- [Work item]
Your task is to copy every line of the entries that contains "Return".

### Given records

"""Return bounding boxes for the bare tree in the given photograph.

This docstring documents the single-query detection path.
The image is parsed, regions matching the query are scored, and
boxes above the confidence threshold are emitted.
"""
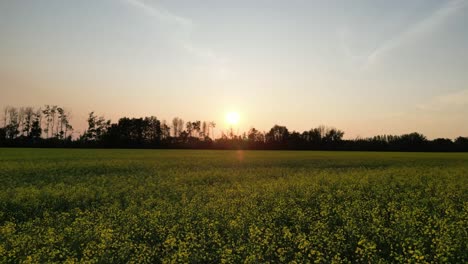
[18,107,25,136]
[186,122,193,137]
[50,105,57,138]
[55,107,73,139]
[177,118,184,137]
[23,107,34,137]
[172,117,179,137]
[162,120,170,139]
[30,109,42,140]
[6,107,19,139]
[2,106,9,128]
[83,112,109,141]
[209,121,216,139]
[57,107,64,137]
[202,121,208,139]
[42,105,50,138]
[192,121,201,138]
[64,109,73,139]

######
### Given records

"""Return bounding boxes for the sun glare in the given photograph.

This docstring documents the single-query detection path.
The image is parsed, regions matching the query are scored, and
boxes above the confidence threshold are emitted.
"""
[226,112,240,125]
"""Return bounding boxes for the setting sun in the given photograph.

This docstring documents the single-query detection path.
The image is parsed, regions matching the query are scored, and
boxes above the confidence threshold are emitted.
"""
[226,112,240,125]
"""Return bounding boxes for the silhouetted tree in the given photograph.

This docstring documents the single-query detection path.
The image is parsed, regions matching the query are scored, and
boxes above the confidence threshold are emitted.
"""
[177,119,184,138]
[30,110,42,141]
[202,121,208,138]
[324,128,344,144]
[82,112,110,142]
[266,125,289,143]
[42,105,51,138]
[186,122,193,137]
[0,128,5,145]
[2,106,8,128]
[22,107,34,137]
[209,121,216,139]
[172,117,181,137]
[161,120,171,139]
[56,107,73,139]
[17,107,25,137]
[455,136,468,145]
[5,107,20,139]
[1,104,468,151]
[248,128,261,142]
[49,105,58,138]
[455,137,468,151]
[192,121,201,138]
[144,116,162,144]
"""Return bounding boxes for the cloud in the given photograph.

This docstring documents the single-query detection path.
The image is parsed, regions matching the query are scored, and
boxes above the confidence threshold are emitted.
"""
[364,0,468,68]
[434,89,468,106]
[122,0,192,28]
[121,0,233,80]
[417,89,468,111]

######

- [Written solution]
"""Return bounding boxes for the bare tree in the given photograph.
"""Return bounding boxes for the sun glare in the given photograph.
"""Return bounding boxes for the setting sun in the given photograph.
"""Return bounding boxes for the silhouetted tree in the given photograph.
"""Return bounding boxes for the cloud in the given photograph.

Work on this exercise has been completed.